WORK REQUEST
Each record should be set down again so that it matches the original exactly.

*** Opening of EXTRACTED INFORMATION ***

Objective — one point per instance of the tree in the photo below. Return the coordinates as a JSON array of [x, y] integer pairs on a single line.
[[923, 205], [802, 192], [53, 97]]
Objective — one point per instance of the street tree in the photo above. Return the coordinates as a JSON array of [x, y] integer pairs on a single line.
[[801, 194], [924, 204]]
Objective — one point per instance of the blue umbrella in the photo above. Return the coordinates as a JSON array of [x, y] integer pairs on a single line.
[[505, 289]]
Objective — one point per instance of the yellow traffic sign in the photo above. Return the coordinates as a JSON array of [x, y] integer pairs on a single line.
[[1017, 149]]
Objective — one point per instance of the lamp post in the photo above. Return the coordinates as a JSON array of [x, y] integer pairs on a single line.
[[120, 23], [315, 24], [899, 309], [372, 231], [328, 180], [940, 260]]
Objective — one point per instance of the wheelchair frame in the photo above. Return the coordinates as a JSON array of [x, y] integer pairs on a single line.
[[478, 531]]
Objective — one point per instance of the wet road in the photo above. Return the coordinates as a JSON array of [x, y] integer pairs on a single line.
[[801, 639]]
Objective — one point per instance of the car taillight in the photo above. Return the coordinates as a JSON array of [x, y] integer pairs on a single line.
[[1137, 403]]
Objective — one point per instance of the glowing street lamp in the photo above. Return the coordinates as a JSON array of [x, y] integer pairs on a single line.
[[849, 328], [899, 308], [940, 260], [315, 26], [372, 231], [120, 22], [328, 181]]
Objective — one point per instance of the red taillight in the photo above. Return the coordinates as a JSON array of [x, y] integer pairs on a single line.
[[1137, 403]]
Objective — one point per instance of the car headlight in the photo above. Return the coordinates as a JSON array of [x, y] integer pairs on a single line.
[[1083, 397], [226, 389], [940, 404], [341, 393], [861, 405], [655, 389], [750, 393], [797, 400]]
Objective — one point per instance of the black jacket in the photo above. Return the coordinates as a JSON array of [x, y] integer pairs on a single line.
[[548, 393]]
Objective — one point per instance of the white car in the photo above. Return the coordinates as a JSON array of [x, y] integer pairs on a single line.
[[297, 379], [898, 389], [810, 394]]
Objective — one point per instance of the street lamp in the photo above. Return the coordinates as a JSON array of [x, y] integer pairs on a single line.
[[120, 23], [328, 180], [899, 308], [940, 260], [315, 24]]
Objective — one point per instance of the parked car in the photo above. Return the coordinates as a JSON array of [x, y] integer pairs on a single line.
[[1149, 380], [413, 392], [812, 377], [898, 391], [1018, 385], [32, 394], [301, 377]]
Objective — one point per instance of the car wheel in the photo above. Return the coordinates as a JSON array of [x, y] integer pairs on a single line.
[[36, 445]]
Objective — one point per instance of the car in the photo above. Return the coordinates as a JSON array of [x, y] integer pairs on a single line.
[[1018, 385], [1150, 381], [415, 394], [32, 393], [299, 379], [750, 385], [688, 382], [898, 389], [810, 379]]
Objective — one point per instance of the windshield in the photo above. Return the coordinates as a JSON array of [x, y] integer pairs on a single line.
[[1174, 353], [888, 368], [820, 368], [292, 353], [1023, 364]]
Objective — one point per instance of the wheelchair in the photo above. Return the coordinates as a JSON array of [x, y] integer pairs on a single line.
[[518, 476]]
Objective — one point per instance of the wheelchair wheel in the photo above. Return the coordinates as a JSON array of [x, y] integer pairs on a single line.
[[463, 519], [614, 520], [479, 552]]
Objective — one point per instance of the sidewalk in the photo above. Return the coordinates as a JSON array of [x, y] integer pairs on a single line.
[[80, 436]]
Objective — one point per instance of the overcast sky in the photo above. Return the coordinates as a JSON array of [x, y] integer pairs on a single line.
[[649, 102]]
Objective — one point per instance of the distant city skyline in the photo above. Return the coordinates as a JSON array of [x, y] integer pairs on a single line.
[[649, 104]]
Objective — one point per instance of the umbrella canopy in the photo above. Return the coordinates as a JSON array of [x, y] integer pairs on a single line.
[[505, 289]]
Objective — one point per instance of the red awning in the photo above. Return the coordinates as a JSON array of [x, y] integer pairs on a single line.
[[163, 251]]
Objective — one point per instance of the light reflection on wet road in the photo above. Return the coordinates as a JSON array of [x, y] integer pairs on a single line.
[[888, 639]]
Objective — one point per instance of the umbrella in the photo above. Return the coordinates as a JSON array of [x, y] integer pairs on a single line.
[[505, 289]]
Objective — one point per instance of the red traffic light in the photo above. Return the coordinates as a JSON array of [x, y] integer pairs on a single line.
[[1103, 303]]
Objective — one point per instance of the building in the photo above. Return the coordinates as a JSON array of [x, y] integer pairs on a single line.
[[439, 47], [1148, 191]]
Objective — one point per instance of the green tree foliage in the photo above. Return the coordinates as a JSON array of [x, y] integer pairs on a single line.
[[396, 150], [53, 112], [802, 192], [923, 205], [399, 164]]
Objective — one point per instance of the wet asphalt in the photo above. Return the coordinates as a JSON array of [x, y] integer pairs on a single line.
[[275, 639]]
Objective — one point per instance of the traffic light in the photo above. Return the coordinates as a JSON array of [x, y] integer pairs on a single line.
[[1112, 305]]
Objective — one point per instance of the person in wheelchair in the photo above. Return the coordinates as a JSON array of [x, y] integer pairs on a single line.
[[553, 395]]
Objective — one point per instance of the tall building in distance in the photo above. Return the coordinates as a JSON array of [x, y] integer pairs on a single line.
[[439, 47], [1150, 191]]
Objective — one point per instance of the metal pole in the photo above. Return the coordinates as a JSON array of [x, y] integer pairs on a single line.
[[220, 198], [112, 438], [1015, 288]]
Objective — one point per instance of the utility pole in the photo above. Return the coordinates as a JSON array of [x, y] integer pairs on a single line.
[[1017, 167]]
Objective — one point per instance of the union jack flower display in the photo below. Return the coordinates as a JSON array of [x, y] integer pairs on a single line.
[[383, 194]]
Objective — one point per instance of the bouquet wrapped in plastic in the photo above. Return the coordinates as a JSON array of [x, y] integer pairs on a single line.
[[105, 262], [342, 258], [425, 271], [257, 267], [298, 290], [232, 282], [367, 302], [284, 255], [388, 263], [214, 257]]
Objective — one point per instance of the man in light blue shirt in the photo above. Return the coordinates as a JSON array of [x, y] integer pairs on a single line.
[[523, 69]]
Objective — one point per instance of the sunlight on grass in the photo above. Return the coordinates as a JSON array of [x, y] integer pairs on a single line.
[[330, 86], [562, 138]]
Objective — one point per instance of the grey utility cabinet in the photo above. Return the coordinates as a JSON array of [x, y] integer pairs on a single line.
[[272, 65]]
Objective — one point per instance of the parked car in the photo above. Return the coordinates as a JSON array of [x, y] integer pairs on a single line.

*** Close of EXTRACTED INFORMATION ***

OUTPUT FOR THIS TASK
Objective — one point per instance of the tree in the photo below. Return the coordinates as a JSON array of [x, y] integer pairs on a single line.
[[923, 205], [802, 192], [53, 97]]
Objective — one point per instance of the street tree in the photo above. Return the coordinates as a JSON array of [x, y] integer pairs on a single line.
[[801, 194], [924, 204]]
Objective — one point per instance of the blue umbrella in the photo above. Return the coordinates as a JSON array of [x, y] integer pairs on a single line.
[[505, 289]]
Objective — one point per instance of the yellow traffic sign in the photo above. Return the coordinates as a JSON array of [x, y] integer pairs on a single line.
[[1017, 149]]
Objective — one point per instance of the lamp post in the photo above. Return the coordinates as a JSON array of [x, y] integer pairs on a single line.
[[120, 23], [315, 24], [899, 309], [372, 231], [328, 180], [940, 260]]
Objective — one point per instance of the wheelchair frame in the photo above. Return the coordinates as a JSON array of [x, y] integer pairs on a single line.
[[478, 531]]
Objective — one point per instance of the wet road in the photo above. Return the coordinates as a JSON array of [x, y] integer pairs on a single line.
[[801, 639]]
Objective — one point per instance of the car taillight in the photo above. Return the coordinates as a JSON array of [x, y] integer pairs on a single line.
[[1137, 403]]
Objective — one point per instance of the glowing street lamp in the photo above. Return the coordinates as a JSON array of [x, y] integer pairs on a single line.
[[849, 328], [899, 308], [940, 260], [315, 26], [372, 231], [120, 22], [328, 181]]
Objective — one point per instance of the red taillight in the photo above. Return the coordinates as a JSON array of [x, y] integer pairs on a single line.
[[1137, 403]]
Objective — one point per instance of the car headlight in the photo above. Return the coordinates as a JSON array of [x, y] integer pairs on a single line.
[[1083, 397], [226, 389], [940, 404], [341, 393], [861, 405], [655, 389], [750, 393], [797, 400]]
Objective — one point per instance of the black jacket in the photo above. Return the coordinates as a JSON array of [x, y] integer pairs on a single line.
[[548, 393]]
Objective — one point per instance of the white car in the photo above. Return the coordinates as a JSON array of [x, y] integer pairs on a single line.
[[297, 379], [898, 389], [810, 394]]
Objective — one point per instance of the street lamp in the photo above. Return the coordinates as a JSON array of [x, y] integer pairs on a single line.
[[120, 23], [328, 180], [899, 308], [940, 260], [315, 24]]
Objective — one point per instance of the parked car in the photo above. Return the coordinates as a JSON array of [x, y] integer pairs on a single line.
[[1149, 380], [413, 392], [812, 377], [898, 391], [1018, 385], [32, 394], [301, 377]]
Objective — one point per instance of the car wheel in the photo above. Return the coordinates as a JSON array of [x, y] integer pairs on a single line.
[[36, 445]]
Objective — one point per instance of the car in the photo above. Return the coordinates as a JSON array of [x, y] integer pairs on a single line.
[[1018, 385], [1150, 381], [415, 394], [32, 393], [299, 379], [750, 385], [688, 382], [898, 389], [810, 379]]
Objective — one point per instance of the windshield in the photo above. Return the coordinates as a JSON array of [x, y] integer pairs on a single line.
[[1174, 353], [888, 368], [820, 368], [292, 353], [1023, 364]]
Objective — one point per instance of the wheelchair in the photo above. Return the coordinates as a JSON array of [x, y] integer pairs on a single line.
[[518, 476]]
Objective — one point per instance of the wheelchair wheel in the photo above. Return the coordinates as a JSON array of [x, y] integer pairs on a single line.
[[463, 519], [614, 520], [479, 552]]
Objective — one point per instance of the sidewalk in the photo above. Return the coordinates as a JSON array of [x, y] integer pairs on a single line.
[[80, 436]]
Objective — one point per instance of the overcast sky in the photo above. Return the coordinates as a JSON array of [x, y] integer pairs on a single line.
[[649, 102]]
Objective — one point per instance of the distant city skyline in the photo above. Return the coordinates as a JSON array of [x, y] integer pairs on a single line.
[[649, 104]]
Objective — one point per instance of the umbrella canopy in the photo above. Return the coordinates as a JSON array of [x, y] integer pairs on a single line.
[[505, 289]]
Objective — one point per instance of the red awning in the photo above. Return the coordinates as a JSON array of [x, y] integer pairs on a single line.
[[163, 251]]
Objective — one point per instance of the light reflection on wet road in the photo above. Return the coordinates as a JSON array of [x, y] integer pairs on a single line.
[[888, 639]]
Objective — one point per instance of the umbrella in the photo above. Return the coordinates as a JSON array of [x, y] integer pairs on a single line.
[[505, 289]]
Objective — one point per instance of the red traffic light in the photo above. Return the coordinates as a JSON array of [x, y] integer pairs on a single line.
[[1103, 303]]
Objective — one point per instance of the building in the photo above. Return the coordinates as a JSON array of [x, y] integer pairs on a single line.
[[439, 47], [1148, 191]]
Objective — one point per instance of the green tree foliage in the photo above. Return the coordinates as a JSON array of [x, y] integer pairs on a single line.
[[396, 150], [53, 112], [802, 192], [923, 205], [399, 164]]
Objective — one point per instance of the wet asphalt in the photo above. Return the coordinates as a JSON array of [x, y] integer pairs on a single line.
[[275, 639]]
Objective — one point per instance of the traffic light in the photo above. Return the coordinates as a JSON array of [x, y] integer pairs on a single line.
[[1112, 305]]
Objective — one point per instance of the person in wheelchair in the photo above. Return the coordinates as a JSON array of [x, y] integer pairs on a single line.
[[553, 395]]
Objective — one point per instance of the tall building in distance in the photo above. Return the coordinates as a JSON array of [x, y] integer pairs on a single line.
[[439, 47], [1150, 191]]
Objective — one point per instance of the metal pole in the photo above. Return the coordinates as a JSON array of [x, y] integer pairs on a single line.
[[220, 198], [112, 438], [1015, 288]]
Objective — one point per instance of the utility pole in the photo above. Return the coordinates as a JSON array of [x, y] integer pairs on a single line.
[[1017, 167]]
Objective — one point per instance of the union jack flower display in the photo below. Return the coordinates as a JSON array of [x, y] integer pairs on a single line.
[[383, 194]]
Objective — one point per instance of the bouquet wrapped in plastic in the photo above. Return the coordinates as a JSON array of [x, y] integer pairs on a single line.
[[105, 262], [342, 258], [425, 271], [257, 267], [298, 290], [232, 282], [367, 302], [284, 255], [388, 263], [214, 257]]
Objective — one point per instance of the man in light blue shirt in the photo above. Return the coordinates as a JSON array of [x, y] integer pairs on a single line.
[[523, 69]]
Objective — one point per instance of the sunlight on grass in the photo above. Return the coordinates as a JSON array of [x, y] integer pairs on a single line.
[[330, 86], [562, 138]]
Objective — one point per instance of the grey utility cabinet in the photo above. Return the coordinates as a JSON array of [x, y] integer pairs on a single line.
[[272, 65]]
Objective — one point per instance of the parked car in the photo above. Return the coordinates as a JSON array of [x, y] integer pairs on a single line.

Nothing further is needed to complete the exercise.